Problem details → Read through the lines below for the string "pipe" and copy each one that has it.

___ Data listing

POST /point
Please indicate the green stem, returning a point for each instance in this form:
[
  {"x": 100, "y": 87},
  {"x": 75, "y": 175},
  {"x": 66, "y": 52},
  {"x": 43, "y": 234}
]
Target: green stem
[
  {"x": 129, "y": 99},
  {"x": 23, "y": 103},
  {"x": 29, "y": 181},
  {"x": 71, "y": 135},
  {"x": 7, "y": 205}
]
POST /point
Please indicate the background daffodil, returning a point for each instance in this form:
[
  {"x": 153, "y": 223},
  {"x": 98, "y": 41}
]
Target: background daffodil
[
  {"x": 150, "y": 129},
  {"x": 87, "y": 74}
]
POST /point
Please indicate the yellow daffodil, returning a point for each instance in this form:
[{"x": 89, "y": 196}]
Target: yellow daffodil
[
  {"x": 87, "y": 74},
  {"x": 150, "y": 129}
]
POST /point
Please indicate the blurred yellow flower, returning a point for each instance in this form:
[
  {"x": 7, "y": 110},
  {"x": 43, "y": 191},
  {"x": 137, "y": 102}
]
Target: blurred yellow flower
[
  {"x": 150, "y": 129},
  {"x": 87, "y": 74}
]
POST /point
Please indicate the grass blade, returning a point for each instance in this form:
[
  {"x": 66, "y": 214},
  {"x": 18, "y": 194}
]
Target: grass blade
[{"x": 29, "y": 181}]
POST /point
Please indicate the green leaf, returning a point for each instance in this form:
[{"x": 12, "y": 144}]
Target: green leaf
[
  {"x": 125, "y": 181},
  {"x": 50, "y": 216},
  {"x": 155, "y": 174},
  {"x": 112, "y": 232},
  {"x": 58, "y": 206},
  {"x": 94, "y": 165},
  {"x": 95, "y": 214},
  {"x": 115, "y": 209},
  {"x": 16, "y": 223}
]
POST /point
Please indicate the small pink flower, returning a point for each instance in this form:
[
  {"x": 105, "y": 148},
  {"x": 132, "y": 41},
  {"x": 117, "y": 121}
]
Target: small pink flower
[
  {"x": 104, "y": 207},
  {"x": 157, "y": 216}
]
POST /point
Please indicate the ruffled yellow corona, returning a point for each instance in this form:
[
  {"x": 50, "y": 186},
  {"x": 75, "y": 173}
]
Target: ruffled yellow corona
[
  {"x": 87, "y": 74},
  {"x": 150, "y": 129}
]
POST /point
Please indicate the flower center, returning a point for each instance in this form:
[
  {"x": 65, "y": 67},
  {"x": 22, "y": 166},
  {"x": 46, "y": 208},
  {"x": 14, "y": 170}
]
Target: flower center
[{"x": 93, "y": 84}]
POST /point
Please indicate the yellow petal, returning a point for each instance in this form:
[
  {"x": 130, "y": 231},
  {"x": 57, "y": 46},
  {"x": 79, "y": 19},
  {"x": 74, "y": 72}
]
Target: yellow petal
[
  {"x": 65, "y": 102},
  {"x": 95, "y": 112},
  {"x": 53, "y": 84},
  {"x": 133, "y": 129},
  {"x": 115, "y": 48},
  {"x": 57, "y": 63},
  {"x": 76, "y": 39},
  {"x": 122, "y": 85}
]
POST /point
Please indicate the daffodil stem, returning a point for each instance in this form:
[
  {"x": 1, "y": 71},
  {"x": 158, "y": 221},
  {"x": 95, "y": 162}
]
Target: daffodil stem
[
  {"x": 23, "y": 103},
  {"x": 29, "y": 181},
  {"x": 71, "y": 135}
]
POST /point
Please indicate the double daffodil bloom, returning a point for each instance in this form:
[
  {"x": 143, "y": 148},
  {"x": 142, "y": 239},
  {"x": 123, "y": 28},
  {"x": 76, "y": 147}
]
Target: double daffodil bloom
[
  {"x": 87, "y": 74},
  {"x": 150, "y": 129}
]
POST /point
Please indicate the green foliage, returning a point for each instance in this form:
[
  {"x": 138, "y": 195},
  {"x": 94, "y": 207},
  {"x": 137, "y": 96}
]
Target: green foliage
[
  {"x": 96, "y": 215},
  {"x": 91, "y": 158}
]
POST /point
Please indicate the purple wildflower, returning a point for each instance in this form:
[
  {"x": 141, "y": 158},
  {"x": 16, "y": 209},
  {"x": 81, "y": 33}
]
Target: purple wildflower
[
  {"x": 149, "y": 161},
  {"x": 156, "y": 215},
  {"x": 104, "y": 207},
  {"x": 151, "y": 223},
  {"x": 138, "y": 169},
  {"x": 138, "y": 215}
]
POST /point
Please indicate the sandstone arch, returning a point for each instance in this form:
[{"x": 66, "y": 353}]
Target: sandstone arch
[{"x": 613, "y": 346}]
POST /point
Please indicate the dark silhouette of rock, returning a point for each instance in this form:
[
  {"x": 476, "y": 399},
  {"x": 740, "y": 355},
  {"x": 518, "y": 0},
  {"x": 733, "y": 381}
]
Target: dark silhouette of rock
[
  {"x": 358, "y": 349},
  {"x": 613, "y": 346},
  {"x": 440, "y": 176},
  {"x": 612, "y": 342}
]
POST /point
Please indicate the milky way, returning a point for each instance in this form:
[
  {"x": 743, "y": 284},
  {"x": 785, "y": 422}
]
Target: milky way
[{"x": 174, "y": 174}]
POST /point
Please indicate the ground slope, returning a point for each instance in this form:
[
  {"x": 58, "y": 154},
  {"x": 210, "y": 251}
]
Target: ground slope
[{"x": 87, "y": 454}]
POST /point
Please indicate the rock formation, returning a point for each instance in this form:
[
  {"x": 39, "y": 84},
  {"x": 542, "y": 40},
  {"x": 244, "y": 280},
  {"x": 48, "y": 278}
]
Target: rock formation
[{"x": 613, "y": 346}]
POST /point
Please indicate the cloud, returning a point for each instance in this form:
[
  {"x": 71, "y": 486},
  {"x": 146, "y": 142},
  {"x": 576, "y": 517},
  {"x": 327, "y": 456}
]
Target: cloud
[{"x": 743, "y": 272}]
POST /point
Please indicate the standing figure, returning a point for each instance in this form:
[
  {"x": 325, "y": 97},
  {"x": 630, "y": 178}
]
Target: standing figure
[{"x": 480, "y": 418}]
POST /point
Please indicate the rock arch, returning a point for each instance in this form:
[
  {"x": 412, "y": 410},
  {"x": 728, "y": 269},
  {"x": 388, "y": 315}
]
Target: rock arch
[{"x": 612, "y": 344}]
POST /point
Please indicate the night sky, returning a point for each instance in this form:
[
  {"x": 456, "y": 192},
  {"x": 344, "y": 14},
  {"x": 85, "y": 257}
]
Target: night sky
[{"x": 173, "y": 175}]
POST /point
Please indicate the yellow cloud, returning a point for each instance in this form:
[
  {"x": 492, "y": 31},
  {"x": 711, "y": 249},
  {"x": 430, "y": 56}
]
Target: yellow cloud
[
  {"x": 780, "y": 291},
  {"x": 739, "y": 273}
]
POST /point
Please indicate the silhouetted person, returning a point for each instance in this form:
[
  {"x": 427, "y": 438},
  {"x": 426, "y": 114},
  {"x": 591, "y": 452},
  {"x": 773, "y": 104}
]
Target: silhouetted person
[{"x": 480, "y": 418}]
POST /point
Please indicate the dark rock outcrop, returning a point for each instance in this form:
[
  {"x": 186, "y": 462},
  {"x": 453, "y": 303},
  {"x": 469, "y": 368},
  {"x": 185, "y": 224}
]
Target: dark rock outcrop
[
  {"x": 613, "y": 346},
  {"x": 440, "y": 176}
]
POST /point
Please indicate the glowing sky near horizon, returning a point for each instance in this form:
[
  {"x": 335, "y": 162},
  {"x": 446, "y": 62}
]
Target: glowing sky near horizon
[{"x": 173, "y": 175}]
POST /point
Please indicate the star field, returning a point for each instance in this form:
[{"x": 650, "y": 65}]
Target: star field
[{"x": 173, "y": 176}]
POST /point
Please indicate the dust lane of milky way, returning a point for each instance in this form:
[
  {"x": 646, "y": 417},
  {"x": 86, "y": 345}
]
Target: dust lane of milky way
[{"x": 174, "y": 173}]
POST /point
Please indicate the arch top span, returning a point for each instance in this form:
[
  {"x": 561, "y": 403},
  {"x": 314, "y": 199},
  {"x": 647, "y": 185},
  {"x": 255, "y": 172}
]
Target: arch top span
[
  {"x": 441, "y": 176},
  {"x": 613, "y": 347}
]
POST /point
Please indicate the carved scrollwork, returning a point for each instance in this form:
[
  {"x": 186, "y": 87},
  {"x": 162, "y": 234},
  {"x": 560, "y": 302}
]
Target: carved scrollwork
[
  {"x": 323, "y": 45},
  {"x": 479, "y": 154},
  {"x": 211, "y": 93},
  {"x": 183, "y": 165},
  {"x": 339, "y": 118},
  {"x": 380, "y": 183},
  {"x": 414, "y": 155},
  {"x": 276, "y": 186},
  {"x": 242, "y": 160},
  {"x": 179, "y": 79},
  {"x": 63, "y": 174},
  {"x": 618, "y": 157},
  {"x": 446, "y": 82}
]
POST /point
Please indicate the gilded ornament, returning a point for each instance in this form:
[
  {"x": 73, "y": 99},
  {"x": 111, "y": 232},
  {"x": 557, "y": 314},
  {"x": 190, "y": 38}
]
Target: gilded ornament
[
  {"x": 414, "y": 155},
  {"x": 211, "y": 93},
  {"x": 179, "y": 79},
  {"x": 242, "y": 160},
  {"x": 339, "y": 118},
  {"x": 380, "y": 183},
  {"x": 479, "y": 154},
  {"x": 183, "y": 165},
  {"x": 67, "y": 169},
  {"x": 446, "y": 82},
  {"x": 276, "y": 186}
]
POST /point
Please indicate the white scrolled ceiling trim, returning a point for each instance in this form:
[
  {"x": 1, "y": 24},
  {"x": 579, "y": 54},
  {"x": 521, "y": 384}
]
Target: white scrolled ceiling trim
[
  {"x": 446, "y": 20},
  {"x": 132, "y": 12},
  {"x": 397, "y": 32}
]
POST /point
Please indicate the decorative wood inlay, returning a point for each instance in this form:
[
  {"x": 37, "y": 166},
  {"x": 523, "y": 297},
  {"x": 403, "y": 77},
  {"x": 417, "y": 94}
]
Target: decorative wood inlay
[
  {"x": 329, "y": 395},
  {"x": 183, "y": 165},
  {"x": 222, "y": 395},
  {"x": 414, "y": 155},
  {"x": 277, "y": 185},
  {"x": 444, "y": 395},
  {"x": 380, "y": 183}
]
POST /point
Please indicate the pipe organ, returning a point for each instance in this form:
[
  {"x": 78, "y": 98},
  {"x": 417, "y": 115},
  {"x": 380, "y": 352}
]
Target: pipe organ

______

Task response →
Please indicate the pipe organ, returning a point for each instance in this form:
Target: pipe organ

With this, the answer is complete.